# Given data:
::::::::::

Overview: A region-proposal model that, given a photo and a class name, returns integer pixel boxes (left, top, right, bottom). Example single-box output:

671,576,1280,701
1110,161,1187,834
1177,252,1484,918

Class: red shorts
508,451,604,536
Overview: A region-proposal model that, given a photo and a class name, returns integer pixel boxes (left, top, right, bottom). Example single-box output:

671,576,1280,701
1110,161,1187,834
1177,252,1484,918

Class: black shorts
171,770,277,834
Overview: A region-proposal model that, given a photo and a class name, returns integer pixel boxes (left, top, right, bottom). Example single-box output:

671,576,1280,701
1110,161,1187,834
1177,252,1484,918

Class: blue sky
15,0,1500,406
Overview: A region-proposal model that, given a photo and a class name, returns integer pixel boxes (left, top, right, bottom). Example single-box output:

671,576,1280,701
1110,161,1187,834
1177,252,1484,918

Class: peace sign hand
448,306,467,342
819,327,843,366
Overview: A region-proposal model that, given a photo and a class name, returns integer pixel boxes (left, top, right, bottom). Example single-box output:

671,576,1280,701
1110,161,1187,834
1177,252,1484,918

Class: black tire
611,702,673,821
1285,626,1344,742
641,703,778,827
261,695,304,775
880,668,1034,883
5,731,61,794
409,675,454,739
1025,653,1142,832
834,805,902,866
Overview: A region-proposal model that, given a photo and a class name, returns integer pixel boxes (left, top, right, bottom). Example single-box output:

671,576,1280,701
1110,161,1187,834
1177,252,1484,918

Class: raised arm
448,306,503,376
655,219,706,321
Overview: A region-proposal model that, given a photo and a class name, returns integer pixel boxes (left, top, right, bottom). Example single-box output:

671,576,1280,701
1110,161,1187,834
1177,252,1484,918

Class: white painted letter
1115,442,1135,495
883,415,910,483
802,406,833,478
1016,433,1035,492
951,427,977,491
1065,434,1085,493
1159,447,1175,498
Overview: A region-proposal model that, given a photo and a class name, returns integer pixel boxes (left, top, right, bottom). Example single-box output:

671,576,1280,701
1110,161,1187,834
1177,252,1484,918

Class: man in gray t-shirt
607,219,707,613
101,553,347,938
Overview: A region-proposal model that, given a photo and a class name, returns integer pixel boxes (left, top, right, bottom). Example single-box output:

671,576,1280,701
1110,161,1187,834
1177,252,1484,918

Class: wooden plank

::::::::::

# Exercise brief:
Set down the complete listing once more, exactly as it stands above.

# Solution for this task:
Overview: A region-proposal model that, given a photo and a class name, returns integer pixel boxes (left, top, right, bottom). Example single-box output:

671,576,1280,701
1110,161,1187,834
1177,252,1484,918

Class: red shorts
508,451,604,536
Overview: A region-proposal model that, given a photo and a class name, returns integer pixel boxes (left, top, right, bottom). Example single-box output:

671,576,1280,701
1110,161,1187,834
1177,252,1484,918

Class: black shorts
171,770,277,834
Overview: A region-proposal model that, given a photo and a class name, returns integer pixel boxes (left, top, right, bottom). Example single-box output:

671,576,1280,701
1110,161,1187,834
1177,252,1484,918

Class: blue sky
15,0,1500,406
Overview: A region-proposal model that, given a photo and a class name, returns integer pixel boxes (left, top, right, bottom). Example single-box output:

671,576,1280,701
1110,161,1187,834
1177,252,1484,918

Class: peace sign hand
448,306,467,342
819,327,843,366
Overview: A region-proposal model that, given a photo and a class name, returns integer pixel boxes (left, top, right, bottom). Example single-box output:

671,576,1280,701
1110,161,1187,834
1177,252,1484,918

Class: black tire
611,702,673,821
1285,626,1344,742
641,703,778,827
261,695,304,775
880,668,1034,883
5,731,61,794
409,675,454,739
1025,653,1142,832
834,805,902,866
Overview: A region-proposal model that, given a photo and a class name, returns integer pixel boxes (left, top, right, bottom). Example single-box output:

671,576,1280,701
1110,161,1187,834
1177,252,1484,918

Class: raised arm
448,306,503,376
655,219,706,321
Overview: A region-proposal model that, given a photo and a class name, returns integer pixel boxes (left, top, right, bottom). Example single-box output:

671,576,1280,701
1110,161,1187,834
1177,252,1484,918

Class: white painted letter
1115,442,1135,495
883,415,910,483
802,406,833,478
1016,433,1035,492
951,427,977,491
1065,434,1085,493
1159,447,1175,498
Overview: A region-proposal model that, given a photo and a class name, returns integer pixel boxes (left, top, right, bottom). Example single-box output:

671,576,1280,701
1110,161,1187,834
1177,252,1484,918

Class: man in gray t-shirt
607,219,707,613
101,553,347,938
Overview: A region-proposal model that, given a photo and a class name, returns integer pixel boxes (left, top, right, bottom). Example single-box output:

671,576,1280,701
1110,161,1187,834
1177,252,1484,918

Class: wooden plank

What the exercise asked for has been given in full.